**Exercise aim**
Extract from the listing every line that contains the string "clicks", matching case exactly.

(Collected data)
-- Opening Marker --

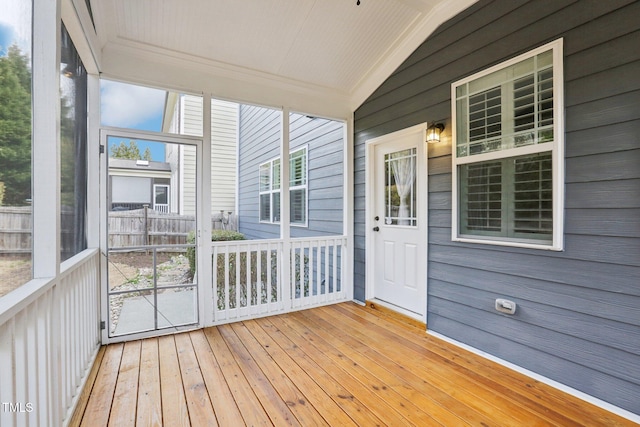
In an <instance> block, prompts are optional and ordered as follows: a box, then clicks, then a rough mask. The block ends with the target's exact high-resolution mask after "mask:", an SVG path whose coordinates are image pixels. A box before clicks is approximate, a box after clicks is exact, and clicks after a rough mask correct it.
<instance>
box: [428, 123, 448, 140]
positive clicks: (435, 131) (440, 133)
mask: <svg viewBox="0 0 640 427" xmlns="http://www.w3.org/2000/svg"><path fill="white" fill-rule="evenodd" d="M443 130H444V125H443V124H442V123H438V124H435V125H431V126H429V127H428V128H427V138H426V139H427V142H429V143H431V142H440V134H441V133H442V131H443Z"/></svg>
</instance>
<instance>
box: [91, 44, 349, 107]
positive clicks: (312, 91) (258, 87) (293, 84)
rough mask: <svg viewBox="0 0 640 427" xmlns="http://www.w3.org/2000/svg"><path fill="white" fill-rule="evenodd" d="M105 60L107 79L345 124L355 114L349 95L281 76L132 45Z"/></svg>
mask: <svg viewBox="0 0 640 427" xmlns="http://www.w3.org/2000/svg"><path fill="white" fill-rule="evenodd" d="M102 55H103V64H104V66H103V69H102V70H101V71H102V76H103V77H106V78H112V79H115V80H122V81H128V82H131V83H138V84H142V85H145V86H155V87H158V88H163V89H170V90H177V91H183V92H186V93H198V94H200V93H210V94H211V95H212V96H213V97H216V98H219V99H223V100H229V101H234V102H245V103H250V104H258V105H263V106H269V107H275V108H282V107H284V106H287V107H289V108H290V109H292V110H293V111H298V112H303V113H309V114H316V115H318V116H324V117H330V118H335V119H341V120H344V119H345V118H347V117H349V115H350V114H351V111H350V110H349V107H348V106H349V97H348V95H347V94H346V93H344V92H341V91H338V90H335V89H331V88H326V87H320V86H315V85H311V84H308V83H304V82H299V81H295V80H292V79H287V78H284V77H281V76H275V75H272V74H268V73H262V72H259V71H255V70H249V69H246V68H242V67H238V66H232V65H229V64H222V63H219V62H216V61H210V60H207V59H203V58H198V57H193V56H189V55H185V54H180V53H176V52H172V53H171V54H167V51H166V50H164V49H157V48H156V49H150V48H149V47H148V46H147V48H146V49H145V50H141V49H140V48H137V47H135V46H133V45H132V44H131V43H127V44H111V43H110V44H109V45H107V46H106V47H105V48H104V49H103V52H102Z"/></svg>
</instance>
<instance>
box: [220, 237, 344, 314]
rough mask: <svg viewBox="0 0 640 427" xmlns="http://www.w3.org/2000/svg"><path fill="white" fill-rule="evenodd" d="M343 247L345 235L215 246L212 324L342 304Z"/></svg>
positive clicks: (248, 241) (277, 239)
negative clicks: (213, 316) (330, 236)
mask: <svg viewBox="0 0 640 427" xmlns="http://www.w3.org/2000/svg"><path fill="white" fill-rule="evenodd" d="M346 245H347V238H346V237H345V236H334V237H311V238H296V239H291V240H290V243H289V244H286V243H285V242H284V241H283V240H280V239H274V240H239V241H230V242H214V243H213V244H212V254H213V258H212V259H213V298H214V301H213V304H214V310H213V311H214V322H213V323H214V324H220V323H226V322H231V321H238V320H243V319H250V318H255V317H261V316H267V315H273V314H278V313H284V312H287V311H293V310H300V309H303V308H311V307H318V306H321V305H325V304H330V303H335V302H341V301H346V299H347V297H348V293H347V292H346V289H345V281H344V272H345V268H344V263H345V261H346V259H345V258H346V252H345V248H346ZM285 254H288V256H284V255H285ZM284 284H289V285H288V286H285V285H284Z"/></svg>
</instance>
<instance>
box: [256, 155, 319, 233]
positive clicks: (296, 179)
mask: <svg viewBox="0 0 640 427" xmlns="http://www.w3.org/2000/svg"><path fill="white" fill-rule="evenodd" d="M307 169H308V167H307V147H302V148H299V149H297V150H295V151H293V152H291V154H290V156H289V195H290V197H289V199H290V201H289V204H290V206H289V215H290V219H289V221H290V223H291V224H294V225H305V224H306V223H307ZM259 173H260V183H259V186H260V191H259V194H260V196H259V204H260V206H259V211H260V222H269V223H279V222H280V159H279V158H277V159H272V160H269V161H268V162H265V163H262V164H261V165H260V170H259Z"/></svg>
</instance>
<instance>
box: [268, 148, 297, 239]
mask: <svg viewBox="0 0 640 427" xmlns="http://www.w3.org/2000/svg"><path fill="white" fill-rule="evenodd" d="M302 150H304V157H305V159H304V161H305V174H306V176H305V179H304V184H303V185H296V186H291V185H289V186H288V187H289V194H291V192H292V191H294V190H301V189H304V190H305V191H304V197H305V204H304V207H305V212H304V219H305V220H304V222H295V223H294V222H291V220H290V221H289V222H290V224H289V225H290V226H291V227H300V228H306V227H308V226H309V149H308V147H307V145H302V146H299V147H295V148H293V149H291V150H290V151H289V161H291V155H292V154H295V153H297V152H298V151H302ZM277 160H280V158H279V157H274V158H272V159H270V160H267V161H266V162H263V163H260V165H259V166H258V218H259V222H260V223H261V224H280V223H281V222H282V221H274V220H273V194H275V193H281V191H282V182H283V179H284V174H283V168H282V162H280V163H281V165H280V175H281V176H280V188H279V189H277V190H274V189H273V164H274V162H276V161H277ZM266 164H268V165H269V190H264V191H262V190H260V170H261V169H262V167H263V166H264V165H266ZM287 179H289V178H287ZM287 182H288V181H287ZM265 194H269V203H270V215H269V217H270V218H269V220H268V221H267V220H263V219H262V218H261V217H260V216H261V212H262V209H261V206H262V198H261V196H262V195H265ZM282 205H283V203H282V196H281V197H280V209H281V210H282ZM280 218H282V214H281V215H280Z"/></svg>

-- Closing Marker --

**Answer space**
In an <instance> block, prompts are optional and ordered as follows: a box, then clicks, then a rough mask. The block ends with the target's exact high-resolution mask after "mask:", an SVG path whose coordinates are image pixels. A box before clicks is approximate, a box after clicks is exact, and clicks after a rough mask correct it.
positive clicks: (435, 131) (440, 133)
positive clicks: (312, 91) (258, 87) (293, 84)
positive clicks: (248, 241) (277, 239)
negative clicks: (213, 316) (330, 236)
positive clicks: (296, 179)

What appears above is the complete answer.